Start at the line containing "the yellow safety" and transcribe every line exactly through the end of the records below, and only those lines.

━━━━━━

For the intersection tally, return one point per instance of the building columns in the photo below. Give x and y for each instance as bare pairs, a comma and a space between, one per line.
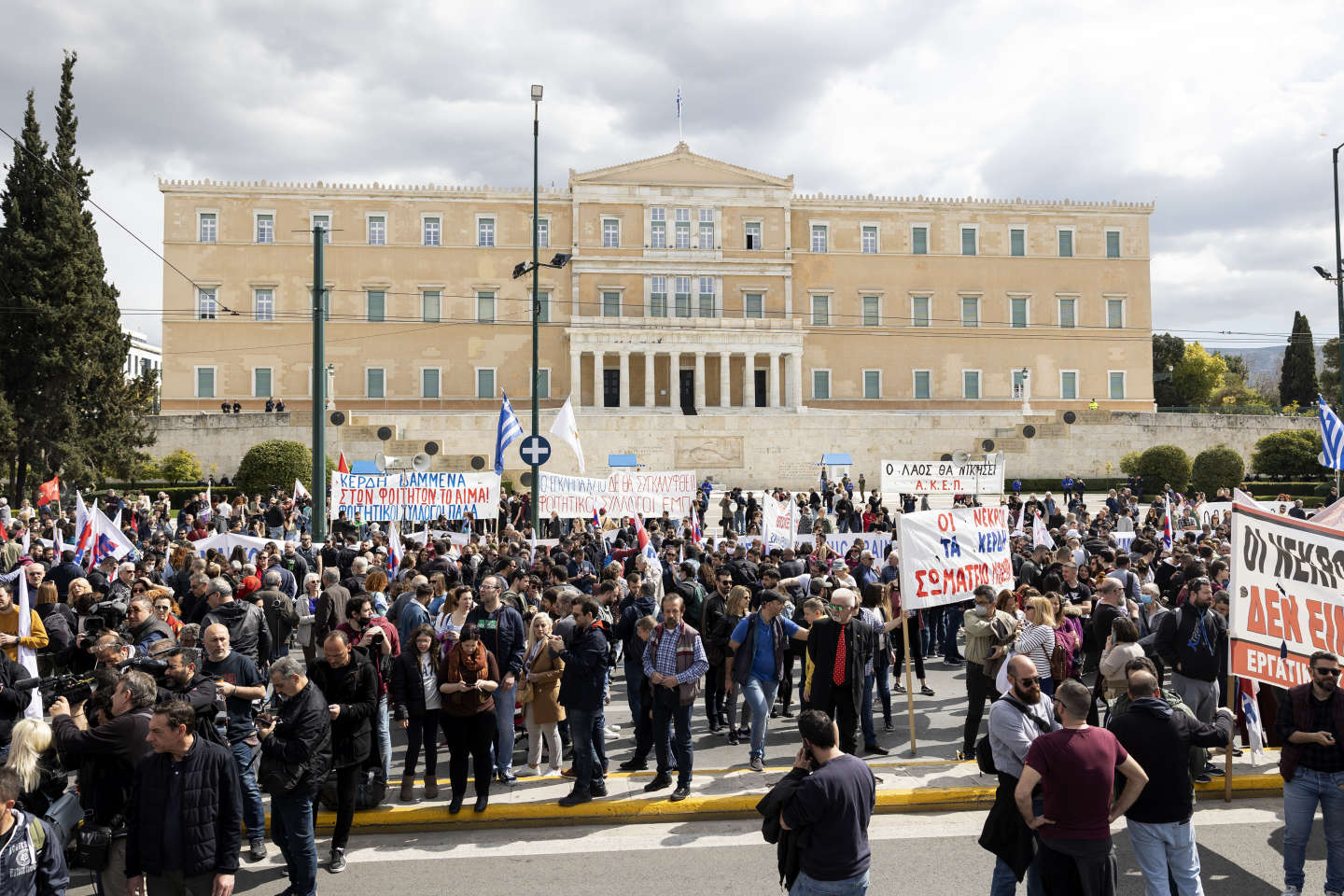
724, 379
773, 382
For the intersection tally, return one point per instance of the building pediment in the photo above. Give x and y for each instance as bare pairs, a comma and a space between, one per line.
680, 168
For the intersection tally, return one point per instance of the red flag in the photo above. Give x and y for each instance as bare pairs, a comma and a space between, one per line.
49, 492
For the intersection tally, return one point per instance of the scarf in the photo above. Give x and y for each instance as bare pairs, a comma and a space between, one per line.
460, 663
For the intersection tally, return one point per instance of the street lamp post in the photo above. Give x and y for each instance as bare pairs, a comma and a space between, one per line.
537, 305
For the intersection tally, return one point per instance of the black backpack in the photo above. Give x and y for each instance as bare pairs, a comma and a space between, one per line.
986, 754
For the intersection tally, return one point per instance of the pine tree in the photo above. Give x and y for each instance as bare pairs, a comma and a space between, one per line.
1297, 382
61, 364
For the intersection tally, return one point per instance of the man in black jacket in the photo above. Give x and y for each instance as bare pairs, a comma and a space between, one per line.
299, 737
350, 687
1159, 739
185, 819
106, 757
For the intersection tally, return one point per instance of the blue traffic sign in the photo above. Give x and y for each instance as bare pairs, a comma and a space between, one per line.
535, 450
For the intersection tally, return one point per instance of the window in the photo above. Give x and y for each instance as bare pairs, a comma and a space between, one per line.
820, 311
969, 311
375, 381
657, 229
431, 305
873, 383
683, 229
261, 382
919, 311
753, 234
1115, 314
971, 385
1069, 385
326, 223
431, 232
484, 382
484, 308
1069, 314
657, 296
871, 311
207, 305
868, 239
429, 382
922, 383
263, 303
376, 305
683, 296
821, 385
1117, 385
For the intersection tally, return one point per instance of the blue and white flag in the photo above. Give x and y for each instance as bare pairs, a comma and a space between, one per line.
1332, 436
509, 431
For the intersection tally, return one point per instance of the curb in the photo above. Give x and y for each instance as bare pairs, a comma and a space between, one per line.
644, 810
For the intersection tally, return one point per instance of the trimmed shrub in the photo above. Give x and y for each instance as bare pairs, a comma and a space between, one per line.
1216, 468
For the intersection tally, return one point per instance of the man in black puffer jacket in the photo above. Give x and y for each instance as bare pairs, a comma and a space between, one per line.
185, 819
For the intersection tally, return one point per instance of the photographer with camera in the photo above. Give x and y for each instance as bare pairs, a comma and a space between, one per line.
376, 637
240, 681
106, 755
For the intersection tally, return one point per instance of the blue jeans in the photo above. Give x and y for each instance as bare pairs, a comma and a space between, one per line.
504, 719
1167, 847
292, 829
254, 814
1301, 794
808, 886
760, 696
582, 724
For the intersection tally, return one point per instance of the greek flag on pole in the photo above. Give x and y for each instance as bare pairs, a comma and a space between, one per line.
1332, 436
509, 431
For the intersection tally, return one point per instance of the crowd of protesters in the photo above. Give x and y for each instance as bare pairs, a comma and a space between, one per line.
284, 672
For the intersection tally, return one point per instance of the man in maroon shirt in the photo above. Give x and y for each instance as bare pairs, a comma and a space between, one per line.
1075, 767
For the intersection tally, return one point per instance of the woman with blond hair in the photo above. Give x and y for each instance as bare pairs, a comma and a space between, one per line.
1036, 638
540, 697
34, 759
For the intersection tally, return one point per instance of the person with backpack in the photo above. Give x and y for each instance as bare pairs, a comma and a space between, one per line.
1015, 721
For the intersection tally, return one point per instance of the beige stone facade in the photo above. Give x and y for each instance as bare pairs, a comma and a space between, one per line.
693, 282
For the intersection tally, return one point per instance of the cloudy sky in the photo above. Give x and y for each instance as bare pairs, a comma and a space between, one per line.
1222, 113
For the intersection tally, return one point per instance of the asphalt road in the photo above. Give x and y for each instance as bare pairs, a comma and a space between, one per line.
1240, 853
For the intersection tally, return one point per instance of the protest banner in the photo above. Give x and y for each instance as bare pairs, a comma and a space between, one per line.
946, 553
418, 497
1286, 603
941, 477
622, 495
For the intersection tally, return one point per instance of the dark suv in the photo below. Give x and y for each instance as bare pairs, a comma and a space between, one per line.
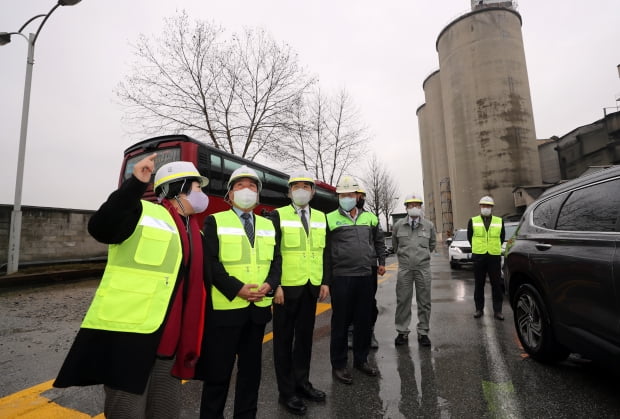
563, 271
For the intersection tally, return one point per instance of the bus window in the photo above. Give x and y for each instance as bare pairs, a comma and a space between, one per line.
218, 165
164, 156
229, 167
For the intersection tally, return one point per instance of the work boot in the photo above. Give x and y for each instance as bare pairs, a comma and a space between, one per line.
401, 339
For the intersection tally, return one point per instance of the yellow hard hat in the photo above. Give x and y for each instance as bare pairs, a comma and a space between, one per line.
486, 200
301, 176
414, 197
244, 171
178, 170
347, 184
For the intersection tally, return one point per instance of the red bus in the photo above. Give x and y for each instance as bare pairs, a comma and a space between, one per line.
217, 165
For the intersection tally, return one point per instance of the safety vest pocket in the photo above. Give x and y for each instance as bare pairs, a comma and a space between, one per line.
318, 238
129, 299
231, 248
152, 246
291, 237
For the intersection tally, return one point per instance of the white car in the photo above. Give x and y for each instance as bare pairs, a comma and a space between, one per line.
459, 249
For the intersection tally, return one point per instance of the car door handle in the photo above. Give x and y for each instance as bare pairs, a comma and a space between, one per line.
543, 246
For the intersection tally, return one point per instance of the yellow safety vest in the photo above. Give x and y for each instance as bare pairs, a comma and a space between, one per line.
248, 264
140, 275
302, 254
484, 241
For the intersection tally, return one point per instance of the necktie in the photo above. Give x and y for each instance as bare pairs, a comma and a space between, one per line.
249, 228
304, 221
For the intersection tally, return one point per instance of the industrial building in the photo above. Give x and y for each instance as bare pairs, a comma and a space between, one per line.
477, 134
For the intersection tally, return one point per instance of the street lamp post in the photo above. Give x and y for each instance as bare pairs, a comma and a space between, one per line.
16, 215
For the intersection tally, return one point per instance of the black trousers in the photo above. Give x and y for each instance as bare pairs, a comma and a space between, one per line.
352, 300
293, 327
225, 344
491, 265
375, 308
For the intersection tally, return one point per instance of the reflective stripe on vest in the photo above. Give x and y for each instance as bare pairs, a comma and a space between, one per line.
248, 264
335, 219
139, 278
484, 241
302, 254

━━━━━━

SOLVED EXERCISE:
For the intersection tally, return one point per instance of the yellow safety vest in the photo above. Give x and y for each instance as bare pairs, a comma and a space between, one per line.
248, 264
140, 275
302, 254
484, 241
For the intersection tally, return one point per instance of the necktie in the photo above. Give x and y for each instance as bare pairs, a comma and a space between, one per line.
249, 228
304, 221
For the intersection tally, return one point per instance of the industrial building in the photo above. Give x and y for each instance as bare pairs, a comma and a space between, one per line.
477, 134
For the intersection tally, return one point per instance of the street lamp post in the photo above. Give x and y for each instance as bare pairs, a comma and a space between, one per line.
16, 215
For the intersection tally, return one point per instance of the black trousers in the photo above. Give x and y for each instance as bare pairs, a comma and a space between, one per line.
352, 300
293, 327
225, 344
491, 265
375, 308
For the intersection tally, return one point per instance of the reflective stripe on vest in the photo above. Give x and y for each instance as bare pairs, a comma and a space between, one per line.
248, 264
335, 219
139, 278
484, 241
302, 254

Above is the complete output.